=== PROVIDED TEXT ===
•••

PART C. CONDITION PRECEDENT TO FIRST DISBURSEMENT

NONE.

PART D. COVENANTS

(a) The Recipient shall, and shall Ensure that each Subsidiary of the Recipient (if any) will, comply with and conduct its business in compliance with the applicable requirements of (i) all Corrupt Practices Laws, (ii) the Anti-Money Laundering Laws, (iii) Sanctions, and (iv) all other applicable export control, anti-boycott and sanctions laws relating to its business and facilities.

Schedule Z-5

(b) The Recipient shall, and shall Ensure that each Subsidiary of the Recipient (if any) will, maintain internal management, compliance policies and procedures and accounting practices and controls that are sufficient to (i) provide reasonable assurances of compliance with applicable Corrupt Practices Laws and the prevention of Prohibited Payments, and (ii) Ensure that neither the Recipient nor any Subsidiary of the Recipient provides material or financial support for terrorism, drug trafficking or human trafficking, or orders or otherwise directs serious or gross violations of human rights.

•••

[Records pointing to named objects]
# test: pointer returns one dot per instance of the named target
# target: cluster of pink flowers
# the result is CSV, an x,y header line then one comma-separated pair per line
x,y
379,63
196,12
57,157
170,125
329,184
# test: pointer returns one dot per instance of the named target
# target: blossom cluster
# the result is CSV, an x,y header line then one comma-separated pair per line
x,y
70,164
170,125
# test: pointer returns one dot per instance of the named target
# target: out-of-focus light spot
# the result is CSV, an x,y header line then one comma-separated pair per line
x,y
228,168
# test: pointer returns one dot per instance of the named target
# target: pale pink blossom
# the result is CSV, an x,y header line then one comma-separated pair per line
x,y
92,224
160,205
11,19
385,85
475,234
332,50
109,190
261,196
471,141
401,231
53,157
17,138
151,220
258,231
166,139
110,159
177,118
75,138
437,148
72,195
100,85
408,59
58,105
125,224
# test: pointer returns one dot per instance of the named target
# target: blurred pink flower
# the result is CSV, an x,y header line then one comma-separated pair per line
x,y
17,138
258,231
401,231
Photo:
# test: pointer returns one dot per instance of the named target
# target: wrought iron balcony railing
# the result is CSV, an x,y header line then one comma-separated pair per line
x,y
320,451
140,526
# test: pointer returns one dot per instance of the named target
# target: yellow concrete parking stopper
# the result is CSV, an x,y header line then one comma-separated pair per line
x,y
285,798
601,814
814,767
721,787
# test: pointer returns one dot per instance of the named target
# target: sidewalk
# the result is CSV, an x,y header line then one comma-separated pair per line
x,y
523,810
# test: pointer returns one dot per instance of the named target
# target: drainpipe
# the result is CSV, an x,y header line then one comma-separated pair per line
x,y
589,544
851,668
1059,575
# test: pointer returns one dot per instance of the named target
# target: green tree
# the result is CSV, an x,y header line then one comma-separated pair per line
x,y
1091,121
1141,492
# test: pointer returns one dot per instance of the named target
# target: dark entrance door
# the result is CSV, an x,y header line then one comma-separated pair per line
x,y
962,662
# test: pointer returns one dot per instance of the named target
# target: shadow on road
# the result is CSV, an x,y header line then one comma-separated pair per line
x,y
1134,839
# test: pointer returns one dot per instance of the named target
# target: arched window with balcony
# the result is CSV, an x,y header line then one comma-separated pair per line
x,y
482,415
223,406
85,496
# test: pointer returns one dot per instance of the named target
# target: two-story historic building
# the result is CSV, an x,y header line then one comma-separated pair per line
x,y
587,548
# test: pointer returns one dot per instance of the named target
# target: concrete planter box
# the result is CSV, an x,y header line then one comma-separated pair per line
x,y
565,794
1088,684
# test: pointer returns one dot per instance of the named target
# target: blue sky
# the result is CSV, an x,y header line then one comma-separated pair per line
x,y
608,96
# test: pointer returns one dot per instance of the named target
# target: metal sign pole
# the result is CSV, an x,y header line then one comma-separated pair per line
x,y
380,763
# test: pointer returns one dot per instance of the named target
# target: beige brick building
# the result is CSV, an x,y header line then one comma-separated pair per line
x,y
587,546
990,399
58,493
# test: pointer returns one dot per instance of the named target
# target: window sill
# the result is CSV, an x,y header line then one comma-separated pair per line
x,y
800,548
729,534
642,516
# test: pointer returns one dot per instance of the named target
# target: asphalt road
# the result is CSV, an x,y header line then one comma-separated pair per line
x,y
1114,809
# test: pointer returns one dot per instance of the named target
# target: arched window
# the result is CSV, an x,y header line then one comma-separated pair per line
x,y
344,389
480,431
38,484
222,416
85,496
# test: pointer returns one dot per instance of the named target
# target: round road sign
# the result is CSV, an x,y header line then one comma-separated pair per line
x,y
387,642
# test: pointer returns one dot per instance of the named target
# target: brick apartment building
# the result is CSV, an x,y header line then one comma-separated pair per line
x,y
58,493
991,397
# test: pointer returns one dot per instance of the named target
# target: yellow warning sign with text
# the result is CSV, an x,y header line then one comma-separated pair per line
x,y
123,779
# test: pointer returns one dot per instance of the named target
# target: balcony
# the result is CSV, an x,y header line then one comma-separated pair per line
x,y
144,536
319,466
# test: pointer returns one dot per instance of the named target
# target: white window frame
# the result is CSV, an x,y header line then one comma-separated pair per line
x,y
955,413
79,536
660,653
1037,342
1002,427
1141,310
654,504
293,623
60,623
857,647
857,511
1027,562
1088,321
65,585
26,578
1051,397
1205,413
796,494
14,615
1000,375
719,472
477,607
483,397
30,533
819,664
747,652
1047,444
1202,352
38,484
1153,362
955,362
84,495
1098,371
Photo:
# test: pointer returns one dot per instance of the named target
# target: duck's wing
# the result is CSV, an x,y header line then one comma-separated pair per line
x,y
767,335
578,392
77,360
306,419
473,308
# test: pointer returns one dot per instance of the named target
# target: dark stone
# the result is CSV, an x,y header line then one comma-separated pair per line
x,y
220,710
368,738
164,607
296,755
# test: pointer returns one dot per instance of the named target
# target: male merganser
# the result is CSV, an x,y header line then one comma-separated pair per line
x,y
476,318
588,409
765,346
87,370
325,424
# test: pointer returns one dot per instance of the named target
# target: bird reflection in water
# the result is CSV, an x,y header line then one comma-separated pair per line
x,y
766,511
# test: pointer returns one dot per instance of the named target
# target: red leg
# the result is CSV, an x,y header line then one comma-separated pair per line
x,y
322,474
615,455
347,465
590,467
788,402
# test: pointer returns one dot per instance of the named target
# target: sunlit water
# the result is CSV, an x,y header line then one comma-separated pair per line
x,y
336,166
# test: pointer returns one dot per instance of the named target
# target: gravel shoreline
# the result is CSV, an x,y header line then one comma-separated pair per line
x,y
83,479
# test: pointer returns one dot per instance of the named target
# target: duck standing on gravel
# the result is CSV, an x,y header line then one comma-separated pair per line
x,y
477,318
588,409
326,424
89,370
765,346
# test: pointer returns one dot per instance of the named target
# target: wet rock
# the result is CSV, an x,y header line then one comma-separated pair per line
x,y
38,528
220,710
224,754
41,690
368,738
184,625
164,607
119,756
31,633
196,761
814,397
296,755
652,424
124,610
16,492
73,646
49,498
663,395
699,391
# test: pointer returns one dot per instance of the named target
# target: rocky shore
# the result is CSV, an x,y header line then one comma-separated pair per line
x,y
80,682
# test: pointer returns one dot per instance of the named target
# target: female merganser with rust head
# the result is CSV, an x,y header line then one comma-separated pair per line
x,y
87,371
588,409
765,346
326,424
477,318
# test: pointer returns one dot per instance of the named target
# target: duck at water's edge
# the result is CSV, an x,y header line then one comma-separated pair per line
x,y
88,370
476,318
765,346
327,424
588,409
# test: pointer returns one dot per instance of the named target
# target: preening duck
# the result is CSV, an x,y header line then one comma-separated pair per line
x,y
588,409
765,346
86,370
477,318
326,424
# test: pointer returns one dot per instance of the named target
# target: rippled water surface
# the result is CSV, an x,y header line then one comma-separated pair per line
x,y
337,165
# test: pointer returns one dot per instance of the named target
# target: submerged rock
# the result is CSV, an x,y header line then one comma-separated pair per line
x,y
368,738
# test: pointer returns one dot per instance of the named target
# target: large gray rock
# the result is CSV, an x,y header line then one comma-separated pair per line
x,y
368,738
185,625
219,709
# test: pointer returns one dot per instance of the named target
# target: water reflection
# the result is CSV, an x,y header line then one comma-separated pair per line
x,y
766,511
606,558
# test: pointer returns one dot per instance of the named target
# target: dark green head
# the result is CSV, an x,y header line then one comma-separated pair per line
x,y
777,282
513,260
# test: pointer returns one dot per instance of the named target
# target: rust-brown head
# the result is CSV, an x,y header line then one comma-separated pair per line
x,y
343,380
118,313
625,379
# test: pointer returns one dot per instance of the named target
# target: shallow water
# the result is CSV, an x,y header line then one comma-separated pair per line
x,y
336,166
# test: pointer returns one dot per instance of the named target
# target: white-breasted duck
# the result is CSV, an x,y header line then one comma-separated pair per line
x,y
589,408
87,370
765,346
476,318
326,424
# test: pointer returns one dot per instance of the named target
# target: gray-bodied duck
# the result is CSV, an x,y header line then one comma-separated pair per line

•••

=== STATED GOAL ===
Answer these questions from the agreement excerpt:
1. What is stated under the condition precedent to first disbursement?
2. What schedule identifier appears between covenants (a) and (b)?
3. Under covenant (b), which three activities must the Recipient and its subsidiaries not provide material or financial support for?
This listing has no connection to the agreement excerpt.

=== WRITTEN ANSWER ===
1. None.
2. Schedule Z-5.
3. Terrorism, drug trafficking, and human trafficking.